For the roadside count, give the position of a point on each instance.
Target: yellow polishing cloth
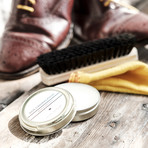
(131, 77)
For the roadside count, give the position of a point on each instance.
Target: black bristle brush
(82, 55)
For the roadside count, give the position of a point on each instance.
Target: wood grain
(11, 90)
(122, 121)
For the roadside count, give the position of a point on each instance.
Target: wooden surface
(121, 121)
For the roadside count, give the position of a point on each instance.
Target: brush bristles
(86, 53)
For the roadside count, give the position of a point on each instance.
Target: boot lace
(107, 2)
(26, 7)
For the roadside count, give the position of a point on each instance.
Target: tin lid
(47, 111)
(87, 99)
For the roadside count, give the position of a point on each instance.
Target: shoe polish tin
(50, 109)
(86, 97)
(47, 111)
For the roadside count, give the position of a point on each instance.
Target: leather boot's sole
(35, 68)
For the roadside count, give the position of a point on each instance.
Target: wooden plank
(122, 121)
(10, 90)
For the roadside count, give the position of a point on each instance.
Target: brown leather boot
(34, 27)
(97, 19)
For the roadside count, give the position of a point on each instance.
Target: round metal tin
(87, 99)
(47, 111)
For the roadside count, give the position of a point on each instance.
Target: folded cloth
(130, 77)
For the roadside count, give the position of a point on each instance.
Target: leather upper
(94, 20)
(30, 34)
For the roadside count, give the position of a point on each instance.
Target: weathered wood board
(121, 121)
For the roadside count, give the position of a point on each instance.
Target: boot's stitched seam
(22, 40)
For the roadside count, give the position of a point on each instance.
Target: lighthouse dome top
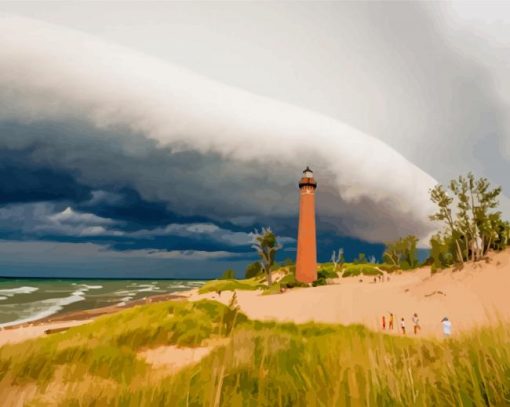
(308, 173)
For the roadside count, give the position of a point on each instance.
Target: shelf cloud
(101, 117)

- _What to do_: Find each line in the data above that contains the word "brush", and copy every such line.

- _Response to the exercise_:
Target: black bristle brush
Target: brush bristles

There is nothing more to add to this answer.